TEXT EXCERPT:
= Beginning of Section =
Within the last three years, Lebanon has experienced several crises, from the COVID-19 pandemic to the Beirut port explosion without forgetting an unprecedented economic and political crisis that was recently worsened by the war in Ukraine and global inflation. However, there is one crisis that the Lebanese people have suffered since 1992: the electricity crisis. The Lebanese state never managed to provide its population with regular, 24 hours of electricity per day. People had thus come up with alternatives, such as private electricity generators and most recently solar energy to secure this basic right.
The Electricity Situation in Lebanon
For decades now, electricity has been a major issue in Lebanon. State-owned Electricité du Liban provides only two hours of electricity per day. However, some areas experience complete shut-off. Until today, the Lebanese people’s main alternative to state-provided electricity is resorting to private generators that work on diesel. Two problems emerge from this situation, the first one being the price of petroleum-related products.
With the ongoing economic crisis and the devaluation of the Lebanese Pounds, the Lebanese government does not have enough funds to purchase fuel and make the electricity factories functional. On the other hand, people are also not able to afford fuel for their own private generators. The second problem is related to over-exploited private generators that are forced to shut off a few hours a day, leaving most people living with long power outages.
Why Does Solar Energy in Lebanon Make Sense?
Given all the challenges Lebanon is facing to have proper access to electricity, renewable energy becomes an interesting option to consider. Lebanon has a lot of natural and biological advantages, such as wind, water, etc. However, the most interesting and important natural asset is the abundant sunshine the country enjoys for the majority of the year, making solar energy in Lebanon the ideal alternative to consider for Lebanon to get out of the electricity crisis.
Using solar energy in Lebanon saves money for the Lebanese people whose private generators’ cost keeps on increasing. In fact, for 12 hours of electricity a day, the fuel cost for private generators can be as high as $550 per day. Although the installation of solar panels is also expensive, it saves a lot for the consumer. If someone pays $550 per day on fuel, installing solar panels will reduce his cost to $140 per day, according to Beirut Today.
= End of Section =
TASK SET:
(1) According to the text on Lebanon's electricity crisis, how many hours of electricity per day does Electricité du Liban provide?
(2) List the crises that the text on Lebanon's electricity crisis says Lebanon has experienced within the last three years.
(3) Write the next part of the text on Lebanon's electricity crisis, picking up after its final sentence.

EXCERPTED DATA:
= Beginning of Section =
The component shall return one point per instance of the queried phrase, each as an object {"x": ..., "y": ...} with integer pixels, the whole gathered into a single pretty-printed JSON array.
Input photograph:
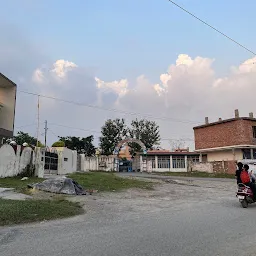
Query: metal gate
[{"x": 51, "y": 163}]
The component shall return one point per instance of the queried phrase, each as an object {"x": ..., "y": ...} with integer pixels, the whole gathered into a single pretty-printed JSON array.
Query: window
[
  {"x": 194, "y": 159},
  {"x": 163, "y": 162},
  {"x": 150, "y": 158},
  {"x": 178, "y": 162},
  {"x": 254, "y": 132}
]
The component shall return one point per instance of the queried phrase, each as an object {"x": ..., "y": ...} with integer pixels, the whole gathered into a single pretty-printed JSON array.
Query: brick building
[{"x": 227, "y": 141}]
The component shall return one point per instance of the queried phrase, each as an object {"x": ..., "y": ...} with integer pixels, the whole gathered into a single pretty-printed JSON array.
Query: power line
[
  {"x": 111, "y": 109},
  {"x": 23, "y": 126},
  {"x": 93, "y": 131},
  {"x": 207, "y": 24}
]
= End of Section =
OUTPUTS BY TASK:
(1) Two hours per day.

(2) The COVID-19 pandemic, the Beirut port explosion, and an unprecedented economic and political crisis.

(3)
Despite being essential and economic in the long term, installing solar energy in Lebanon is still very expensive for the average Lebanese household or business. Prices of solar installation range between $2,000 and $5,000, which is a substantial amount for Lebanese workers who usually earn around $550 on average. However, the Lebanese people are not alone and different actors are bringing new initiatives to allow the spread of solar energy in Lebanon. The Housing Bank is conducting one of these initiatives, which is proposing loans from 75 million to 200 million Lebanese Pounds over a period of 5 years, according to Arab News.
Other international and local NGOs are also helping the government as well as the people to have access to solar energy. For example, the UNDP, in collaboration with the Lebanese Ministry of Health has provided 10 hospitals with solar panels. While NGOs, such as Meghterbin Mejtemiin are looking for funds from the Lebanese Diaspora to help those in need in their home country.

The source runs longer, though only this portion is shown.